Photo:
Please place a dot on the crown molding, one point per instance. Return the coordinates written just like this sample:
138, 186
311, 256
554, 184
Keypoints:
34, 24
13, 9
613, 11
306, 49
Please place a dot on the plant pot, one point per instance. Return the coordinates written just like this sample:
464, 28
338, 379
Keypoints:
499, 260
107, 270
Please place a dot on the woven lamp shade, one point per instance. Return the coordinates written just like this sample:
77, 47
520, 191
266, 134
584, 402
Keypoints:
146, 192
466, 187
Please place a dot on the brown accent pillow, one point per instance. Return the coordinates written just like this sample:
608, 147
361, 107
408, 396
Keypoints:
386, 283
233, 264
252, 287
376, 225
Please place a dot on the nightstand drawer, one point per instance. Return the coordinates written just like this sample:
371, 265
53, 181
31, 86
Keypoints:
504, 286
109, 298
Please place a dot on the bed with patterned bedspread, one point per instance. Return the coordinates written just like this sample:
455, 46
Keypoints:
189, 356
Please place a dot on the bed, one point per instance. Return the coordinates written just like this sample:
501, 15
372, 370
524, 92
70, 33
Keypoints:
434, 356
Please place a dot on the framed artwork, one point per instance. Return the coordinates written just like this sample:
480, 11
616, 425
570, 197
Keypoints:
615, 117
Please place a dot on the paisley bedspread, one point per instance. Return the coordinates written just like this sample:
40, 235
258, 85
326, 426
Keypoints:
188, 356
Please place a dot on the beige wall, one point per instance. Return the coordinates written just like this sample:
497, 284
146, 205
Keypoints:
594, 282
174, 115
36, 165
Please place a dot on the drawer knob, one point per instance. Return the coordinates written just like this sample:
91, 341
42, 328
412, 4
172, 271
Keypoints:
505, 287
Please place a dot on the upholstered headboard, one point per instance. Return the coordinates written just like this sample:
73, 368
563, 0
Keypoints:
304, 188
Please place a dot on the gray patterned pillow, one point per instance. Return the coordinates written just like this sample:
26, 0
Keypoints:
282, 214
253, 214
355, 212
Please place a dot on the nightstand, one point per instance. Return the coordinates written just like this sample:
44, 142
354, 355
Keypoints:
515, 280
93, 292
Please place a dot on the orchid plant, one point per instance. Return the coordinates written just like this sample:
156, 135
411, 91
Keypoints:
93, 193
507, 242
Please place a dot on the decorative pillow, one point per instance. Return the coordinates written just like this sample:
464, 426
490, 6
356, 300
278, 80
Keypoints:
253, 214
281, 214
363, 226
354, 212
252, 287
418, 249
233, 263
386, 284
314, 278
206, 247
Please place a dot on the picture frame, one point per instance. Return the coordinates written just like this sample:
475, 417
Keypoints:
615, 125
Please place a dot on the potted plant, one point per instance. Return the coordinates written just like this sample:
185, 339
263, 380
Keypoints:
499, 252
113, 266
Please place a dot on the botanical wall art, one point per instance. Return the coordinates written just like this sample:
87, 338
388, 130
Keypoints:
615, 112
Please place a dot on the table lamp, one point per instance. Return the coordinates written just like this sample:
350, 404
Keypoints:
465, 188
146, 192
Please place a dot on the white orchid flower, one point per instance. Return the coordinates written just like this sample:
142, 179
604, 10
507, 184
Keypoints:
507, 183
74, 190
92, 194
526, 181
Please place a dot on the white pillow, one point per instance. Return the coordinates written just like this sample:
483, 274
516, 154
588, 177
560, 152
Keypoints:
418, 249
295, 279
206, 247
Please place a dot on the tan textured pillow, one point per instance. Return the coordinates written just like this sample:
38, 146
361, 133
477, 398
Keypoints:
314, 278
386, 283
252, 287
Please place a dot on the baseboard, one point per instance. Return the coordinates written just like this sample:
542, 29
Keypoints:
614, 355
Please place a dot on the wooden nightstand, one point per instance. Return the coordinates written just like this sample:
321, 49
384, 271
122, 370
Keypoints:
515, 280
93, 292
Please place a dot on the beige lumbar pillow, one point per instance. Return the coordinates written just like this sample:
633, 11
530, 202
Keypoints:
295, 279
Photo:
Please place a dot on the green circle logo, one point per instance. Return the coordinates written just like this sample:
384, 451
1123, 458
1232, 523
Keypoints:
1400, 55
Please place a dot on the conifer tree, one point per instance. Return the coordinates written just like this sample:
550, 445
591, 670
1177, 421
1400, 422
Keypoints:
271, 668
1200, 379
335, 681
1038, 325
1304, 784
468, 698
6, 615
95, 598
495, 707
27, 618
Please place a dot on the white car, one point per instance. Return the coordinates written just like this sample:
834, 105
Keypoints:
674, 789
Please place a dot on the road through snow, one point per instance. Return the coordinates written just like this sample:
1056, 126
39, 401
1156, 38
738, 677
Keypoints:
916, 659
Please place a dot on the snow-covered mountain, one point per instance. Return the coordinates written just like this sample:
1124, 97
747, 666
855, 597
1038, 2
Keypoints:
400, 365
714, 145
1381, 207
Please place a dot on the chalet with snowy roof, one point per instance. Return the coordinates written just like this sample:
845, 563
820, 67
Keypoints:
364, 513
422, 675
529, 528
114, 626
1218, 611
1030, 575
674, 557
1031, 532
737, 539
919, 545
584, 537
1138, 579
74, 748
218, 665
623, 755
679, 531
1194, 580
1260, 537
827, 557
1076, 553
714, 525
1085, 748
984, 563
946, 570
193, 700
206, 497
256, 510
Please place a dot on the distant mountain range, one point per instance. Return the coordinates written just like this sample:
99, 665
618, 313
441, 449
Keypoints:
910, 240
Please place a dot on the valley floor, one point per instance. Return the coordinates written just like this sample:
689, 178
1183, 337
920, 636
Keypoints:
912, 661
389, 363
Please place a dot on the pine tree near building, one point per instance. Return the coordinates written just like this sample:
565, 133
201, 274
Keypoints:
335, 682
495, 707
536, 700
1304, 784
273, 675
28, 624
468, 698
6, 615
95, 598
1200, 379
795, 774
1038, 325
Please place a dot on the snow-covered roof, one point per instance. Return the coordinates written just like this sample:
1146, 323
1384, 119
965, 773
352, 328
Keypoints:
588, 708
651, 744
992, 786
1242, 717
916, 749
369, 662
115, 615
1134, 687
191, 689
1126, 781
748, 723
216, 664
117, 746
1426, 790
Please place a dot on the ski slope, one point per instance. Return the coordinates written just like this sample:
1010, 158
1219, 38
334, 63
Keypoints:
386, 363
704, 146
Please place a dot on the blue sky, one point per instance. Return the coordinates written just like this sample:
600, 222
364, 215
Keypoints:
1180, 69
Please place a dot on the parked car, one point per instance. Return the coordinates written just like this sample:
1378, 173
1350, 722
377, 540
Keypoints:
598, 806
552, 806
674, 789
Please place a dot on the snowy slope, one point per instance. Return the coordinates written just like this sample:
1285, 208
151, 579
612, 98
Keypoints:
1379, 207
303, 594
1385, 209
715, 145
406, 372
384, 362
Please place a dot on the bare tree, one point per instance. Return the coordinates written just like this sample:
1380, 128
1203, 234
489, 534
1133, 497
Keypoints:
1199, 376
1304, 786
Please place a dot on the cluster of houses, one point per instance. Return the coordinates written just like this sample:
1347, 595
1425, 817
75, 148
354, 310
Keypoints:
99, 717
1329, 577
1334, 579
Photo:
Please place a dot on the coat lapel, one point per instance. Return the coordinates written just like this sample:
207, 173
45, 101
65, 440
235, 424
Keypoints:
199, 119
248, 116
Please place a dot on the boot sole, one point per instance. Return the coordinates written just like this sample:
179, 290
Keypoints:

^^^^

▸ WHAT IS BEING ASKED:
Retype the records that precede this task, keeping them exactly the same.

▸ RESPONSE TO THIS EXERCISE:
Photo:
Please place a dot on the crown molding, one point per instance. Return the coordinates written just like this sample:
138, 186
311, 256
554, 184
Keypoints:
34, 24
13, 9
613, 11
306, 49
Please place a dot on the plant pot, one point per instance. Return the coordinates written just like this sample:
464, 28
338, 379
Keypoints:
499, 260
107, 270
Please place a dot on the woven lamp shade, one point per instance. Return the coordinates written just like this sample:
77, 47
520, 191
266, 134
584, 402
Keypoints:
146, 192
466, 187
Please place a dot on the brown accent pillow, one point per instance. Return the coordinates written just like this sample:
608, 147
361, 107
408, 396
Keypoints:
386, 283
233, 264
252, 287
376, 225
Please place a dot on the nightstand drawer, one point per instance. Return the coordinates written just like this sample:
371, 265
53, 181
31, 86
Keypoints:
504, 286
109, 298
Please place a dot on the bed with patterned bedspread, one point per instance. Return the coordinates written just like this sample:
455, 46
Keypoints:
189, 356
Please place a dot on the bed, one point per instance. Return the coordinates written just like this sample:
501, 15
372, 370
524, 92
70, 33
Keypoints:
434, 356
Please place a dot on the framed artwork, one point per instance. Return the coordinates written just like this sample:
480, 11
616, 425
570, 197
Keypoints:
615, 117
Please place a dot on the paisley bedspread, one point per instance. Return the coordinates written just like this sample:
40, 235
258, 85
326, 426
Keypoints:
188, 356
Please place a dot on the beige wall, one point per instance. Return the coordinates written just like this sample:
497, 284
146, 205
Keypoints:
594, 282
174, 115
36, 165
Please place a dot on the drawer knob, one point per instance. Return the coordinates written just like this sample:
91, 341
42, 328
412, 4
172, 271
Keypoints:
505, 287
Please place a dot on the upholstered headboard, one point per instance. Return the coordinates written just like this sample:
73, 368
563, 0
Keypoints:
304, 188
Please place a dot on the gray patterned pillow, one point per instance. Return the coordinates written just like this sample:
26, 0
Keypoints:
282, 214
253, 214
355, 212
Please place a dot on the nightstand, one point per instance. Return the coordinates written just like this sample:
44, 142
354, 355
Keypoints:
515, 280
93, 292
Please place a dot on the orchid plant, one point per instance. Return the coordinates written just like this sample:
156, 135
411, 91
Keypoints:
93, 193
507, 242
Please place a dot on the decorative pillow, one point per instance. Return the coordinates written just like this sample:
464, 426
490, 6
356, 300
278, 80
Keypoints:
253, 214
281, 214
363, 226
354, 212
252, 287
418, 249
233, 263
386, 284
314, 278
206, 247
Please place a dot on the picture frame, one point per instance. Return the coordinates written just like this sample:
475, 417
Keypoints:
615, 125
Please place a dot on the potted plant, one point per instance. Return the coordinates written just like this sample:
185, 339
263, 380
Keypoints:
499, 252
113, 266
Please place a dot on the botanical wall art, one point per instance. Return the coordinates written just like this sample:
87, 338
388, 130
Keypoints:
615, 112
Please place a dot on the table lamp, one point per instance. Return the coordinates written just like this sample:
350, 404
Keypoints:
465, 188
146, 192
Please place a dot on the white orchid flower, one point per instance. Return the coordinates written just like this sample:
142, 179
604, 10
507, 184
Keypoints:
507, 183
74, 190
92, 194
526, 181
Please place a dot on the white pillow, one point per instance. Return the coordinates written just like this sample:
483, 274
516, 154
588, 177
560, 152
Keypoints:
418, 249
295, 279
206, 247
Please place a dot on the tan textured pillow, one point per instance. Return the coordinates written just like this sample:
38, 146
361, 133
477, 398
Keypoints:
314, 278
386, 283
252, 287
Please place a dot on the baseboard, one point per instance. Return the coordinates written just like this sample:
542, 29
Keypoints:
614, 355
Please place a dot on the wooden nightstand, one point per instance. Return the coordinates written just like this sample:
321, 49
384, 271
122, 370
Keypoints:
515, 280
93, 292
Please place a dot on the beige lumbar pillow, one point per instance. Return the coordinates written just like this sample:
633, 11
530, 202
Keypoints:
295, 279
Photo:
Please place a dot on the green circle logo, one point per instance. Return the coordinates written just like this sample:
384, 451
1123, 458
1232, 523
Keypoints:
1400, 55
Please place a dot on the conifer tree, one point per instance. Return the coordinates written just like this sample:
550, 445
591, 670
1177, 421
1400, 422
Keypoints:
271, 668
1200, 379
335, 681
1038, 325
1304, 784
468, 698
6, 615
95, 598
495, 707
27, 618
Please place a dot on the white car, one point per instance. Return the coordinates written just like this sample:
834, 105
Keypoints:
674, 789
Please place a dot on the road through snow, one point per instance. Return the coordinates written just like this sample:
1056, 126
39, 401
1156, 38
738, 677
Keypoints:
916, 659
Please place a dot on the snow-covered mountain, one point per instance. Return the coordinates written just like this sample:
1124, 97
747, 666
855, 597
1038, 2
Keypoints:
400, 365
714, 145
1381, 207
Please place a dot on the chalet with snowy roof, one point per instance. Return the coordinates written just like this sample:
845, 563
820, 67
Keypoints:
364, 513
422, 675
529, 528
114, 626
1218, 611
1030, 575
674, 557
1031, 532
737, 539
919, 545
584, 537
1138, 579
74, 748
218, 665
623, 755
679, 531
1194, 580
1260, 537
827, 557
1076, 553
714, 525
1085, 748
984, 563
946, 570
193, 700
206, 497
256, 510
Please place a dot on the distant mountain range, one point per instance. Return the coordinates written just like this sample:
99, 665
618, 313
441, 449
Keypoints:
910, 240
Please place a dot on the valley floor, one point per instance. Return the coordinates written just like this sample:
689, 178
1183, 337
920, 636
Keypoints:
912, 661
389, 363
Please place a dot on the pine tree near building, one point per instance. Return the coordinates written just like this sample:
565, 133
201, 274
Keypoints:
335, 682
495, 707
536, 700
1304, 784
273, 675
28, 624
468, 698
6, 615
95, 598
1200, 379
795, 774
1038, 325
Please place a dot on the snow-covered roof, one point per instance. Return the coordinates written just like this sample:
1146, 323
1384, 119
965, 773
352, 328
Keypoints:
588, 708
651, 744
992, 786
1242, 717
916, 749
369, 662
115, 615
1134, 687
191, 689
1126, 781
748, 723
216, 664
117, 746
1426, 790
Please place a dot on the ski slope, one point per instance. Return the coordinates written just like this sample:
1010, 158
1219, 38
334, 63
Keypoints:
386, 363
704, 146
Please place a dot on the blue sky, one point per instance. Return the coordinates written just like this sample:
600, 222
364, 215
Keypoints:
1180, 69
Please place a dot on the parked car, one point per instance. Return the coordinates written just like this sample:
1378, 173
1350, 722
377, 540
Keypoints:
598, 806
552, 806
674, 789
Please place a dot on the snowy slope, one point per instance. Return the coordinates written just like this sample:
1285, 208
151, 579
612, 98
Keypoints:
1379, 207
303, 594
1385, 209
715, 145
406, 372
384, 362
Please place a dot on the bare tree, one point per instance. Return the coordinates written just like this sample:
1380, 128
1203, 234
489, 534
1133, 497
Keypoints:
1199, 376
1304, 786
Please place a dot on the cluster of houses, one point per instance. Return the coordinates written just like this sample:
1347, 595
1425, 817
75, 148
354, 310
Keypoints:
99, 717
1329, 577
1334, 579
Photo:
Please place a dot on the coat lapel, one point per instance. Return the coordinates written just like this sample:
207, 173
45, 101
65, 440
235, 424
Keypoints:
199, 119
248, 116
Please place a dot on the boot sole, one point per instance. Return the coordinates written just like this sample:
179, 290
Keypoints:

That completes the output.